---------- Passage shown

Where is the second post? I don't see it.

My sawyer has a portable sawmill and pulls it behind his truck all over this region. He keeps it set up at his house and brings logs in to cut, dry, and sell.


----------



## Ken C. (Jan 27, 2021)

Thx for reply. Having never used one, I'm wondering how much breakdown and set up is involved in transport, and use at each location.


----------



## Bob Bengal (Jan 2, 2021)

Ken C. said:


> I accidentally posted this twice. Is there a way to delete posts?


In the upper right corner of your post do you see the 3 vertical dots? Click those and you can either edit or delete that post. I don't know if there is a time limit for deleting.

OOPS! Just checked on this post, you can't delete, only edit a post.


----------



## Tool Agnostic (Aug 13, 2017)

To delete an unwanted post, click on the three dots in the upper right corner of the post, then choose "Report." (Yes, even though it is your own post.)

In the "Report Reason" field, write something like "Please delete my post." (I usually include an explanation about why I want the post deleted.) When finished entering your text, click the brown "Report" button below.


----------



## woodnthings (Jan 24, 2009)

Tool Agnostic said:


> To delete an unwanted post, click on the three dots in the upper right corner of the post, then choose "Report." (Yes, even though it is your own post.)
> 
> In the "Report Reason" field, write something like "Please delete my post." (I usually include an explanation about why I want the post deleted.) When finished entering your text, click the brown "Report" button below.


You can also choose "edit" and delete out your reply, but you still need a 4 character reply, so type in "deleted".
Sometimes, I can totally edit it out and then choose "New Posts" and it will be gone.


----------



## Dave McCann (Jun 21, 2020)

Ken C. said:


> What is involved in transporting a portable mill?


That is too vague to be answered. What brand and model mill are you asking about?
As an example; my friend (who owns timber in Minnesota) owns a Lucas Mill which is portable enough to transport in a 1/2 ton pickup, yet is fully capable of handling logs being sawed by "hobbyist or small production, sawyers".
(6) LUCAS MILL - Model 6-18 - YouTube This mill is especially popular in locations where large trucks and equipment cannot easily access. Think Amazon rain forest for an extreme example. The frame work is all aluminum. The entire sawmill is designed that two men can carry any piece of it into a remote area for assembly.

On the other hand, his son (who owns land immediately adjacent) chose to purchase a Woodmizer Bandsaw style saw mill. Portable Sawmills | Wood-Mizer USA (woodmizer.com) He purchased one setup on it's own wheels which he can tow down the highway.

--------------------
---------- Supplied records

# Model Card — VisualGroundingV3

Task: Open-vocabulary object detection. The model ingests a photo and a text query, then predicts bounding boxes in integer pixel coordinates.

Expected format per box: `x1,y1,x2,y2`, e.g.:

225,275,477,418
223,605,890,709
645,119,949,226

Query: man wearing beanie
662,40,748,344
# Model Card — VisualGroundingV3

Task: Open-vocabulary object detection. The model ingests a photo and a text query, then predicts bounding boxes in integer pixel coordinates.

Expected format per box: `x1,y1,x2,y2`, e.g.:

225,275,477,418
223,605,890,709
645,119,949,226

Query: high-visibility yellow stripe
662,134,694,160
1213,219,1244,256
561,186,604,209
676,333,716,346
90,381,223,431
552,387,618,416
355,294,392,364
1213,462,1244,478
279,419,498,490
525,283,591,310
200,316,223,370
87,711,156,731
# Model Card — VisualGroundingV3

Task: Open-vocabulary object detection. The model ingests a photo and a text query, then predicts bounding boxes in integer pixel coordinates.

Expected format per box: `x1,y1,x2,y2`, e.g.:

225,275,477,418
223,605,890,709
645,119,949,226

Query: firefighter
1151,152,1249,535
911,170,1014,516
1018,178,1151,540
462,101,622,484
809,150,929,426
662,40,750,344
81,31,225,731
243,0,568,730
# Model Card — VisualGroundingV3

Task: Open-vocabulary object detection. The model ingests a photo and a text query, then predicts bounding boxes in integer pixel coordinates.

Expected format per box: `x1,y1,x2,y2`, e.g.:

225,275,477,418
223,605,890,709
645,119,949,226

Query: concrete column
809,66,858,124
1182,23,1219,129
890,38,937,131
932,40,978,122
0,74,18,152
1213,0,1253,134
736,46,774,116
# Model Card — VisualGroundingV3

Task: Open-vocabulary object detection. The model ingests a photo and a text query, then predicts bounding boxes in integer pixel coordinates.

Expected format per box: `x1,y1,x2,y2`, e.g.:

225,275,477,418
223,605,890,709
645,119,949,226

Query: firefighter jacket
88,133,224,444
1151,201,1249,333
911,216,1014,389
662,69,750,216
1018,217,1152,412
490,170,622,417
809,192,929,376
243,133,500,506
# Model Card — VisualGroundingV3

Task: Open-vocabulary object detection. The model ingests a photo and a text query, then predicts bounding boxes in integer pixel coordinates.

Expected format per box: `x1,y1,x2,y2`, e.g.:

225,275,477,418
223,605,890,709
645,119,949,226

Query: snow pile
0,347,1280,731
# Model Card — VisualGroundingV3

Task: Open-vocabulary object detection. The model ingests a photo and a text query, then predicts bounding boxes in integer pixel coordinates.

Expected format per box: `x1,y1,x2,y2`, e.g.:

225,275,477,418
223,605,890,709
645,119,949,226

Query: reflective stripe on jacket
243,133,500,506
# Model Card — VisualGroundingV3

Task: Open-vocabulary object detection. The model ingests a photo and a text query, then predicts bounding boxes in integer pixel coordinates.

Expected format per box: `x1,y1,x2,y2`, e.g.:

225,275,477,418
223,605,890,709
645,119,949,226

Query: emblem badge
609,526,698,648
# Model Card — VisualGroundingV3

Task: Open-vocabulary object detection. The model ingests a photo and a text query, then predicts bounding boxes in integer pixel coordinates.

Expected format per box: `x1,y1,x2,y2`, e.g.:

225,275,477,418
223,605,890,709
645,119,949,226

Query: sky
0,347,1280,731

--------------------

Continue the forum thread on portable sawmills, picking up after the last sentence of its final post. You can leave the items aside; they have no role in this work.

Each of these mills, has it's pros and cons but vary vastly in set up and how they are transported, based on individual needs.


----------



## TwelveFoot (Dec 30, 2015)

If you get something trailer mounted it would be as simple as pulling up and dropping the legs on each corner.

A ground track model of bandsaw would come with 2-3 short pieces of track to bolt together, after setting up a somewhat level pad (4x6 lumber or similar), then setting the saw-head on (which weights a few hundred or more pounds.


----------



## firehawkmph (Apr 26, 2008)

Ken,
deleted your duplicate thread. 
Mike Hawkins


----------



## High_Water (Sep 13, 2019)

If you're buying a mill then look at the trailer mounted models, I run a tk 1400 and I love it. You still have to remember to bring all your tools and extra blades and everything you need no matter what, as a general rule I forget at least one thing every time I haul the mill somewhere, fortunately most of my work is for friends and family. I've seen people with the ground models set up on a lowboy, which I guess works too, but seems like it would be more trouble than its worth if you're buying new. The other major things to consider is whether a clients tree is truly accessible, or limbed, or even worth milling. And to me the hardest part is trying to get people to understand what it takes to actually stack and dry the lumber to make it usable, but that could change depending on your area, I'm in a highly urban area and people always seem surprised you can even cut your own lumber so the have no clue about drying. Break down and set up is fairly simple for the models made to travel, mine is simply adjusting the outriggers until the deck is level, usually takes 15 minutes or so all together, I take the water tank down when on the road but you can always just strap it down which is 2 minutes to set up, and mine has ramps for parbuckling whereas others may have hydraulic log lifters so that just depends on your model. Cleanup can depend on how big of a job you do and where its at, in the middle of nowhere its fine leaving a giant pile of sawdust, but in somebody's yard I like to keep dust gathered as much as possible and blow everything down with a leaf blower when I'm done.


----------



## Bob Bengal (Jan 2, 2021)

High_Water said:


> I take the water tank down when on the road


What is the water tank for? Just curious.


----------



## High_Water (Sep 13, 2019)

Bob Bengal said:


> What is the water tank for? Just curious.


 It's for the blade lube drip system, it came with the mill.


----------



## TwelveFoot (Dec 30, 2015)

Bob Bengal said:


> What is the water tank for? Just curious.


Blade lube like High_Water said. Generally soapy water, mainly to keep sap from building up on the blade, partly to keep the blade cool.


----------



## Ken C. (Jan 27, 2021)

TwelveFoot said:


> If you get something trailer mounted it would be as simple as pulling up and dropping the legs on each corner.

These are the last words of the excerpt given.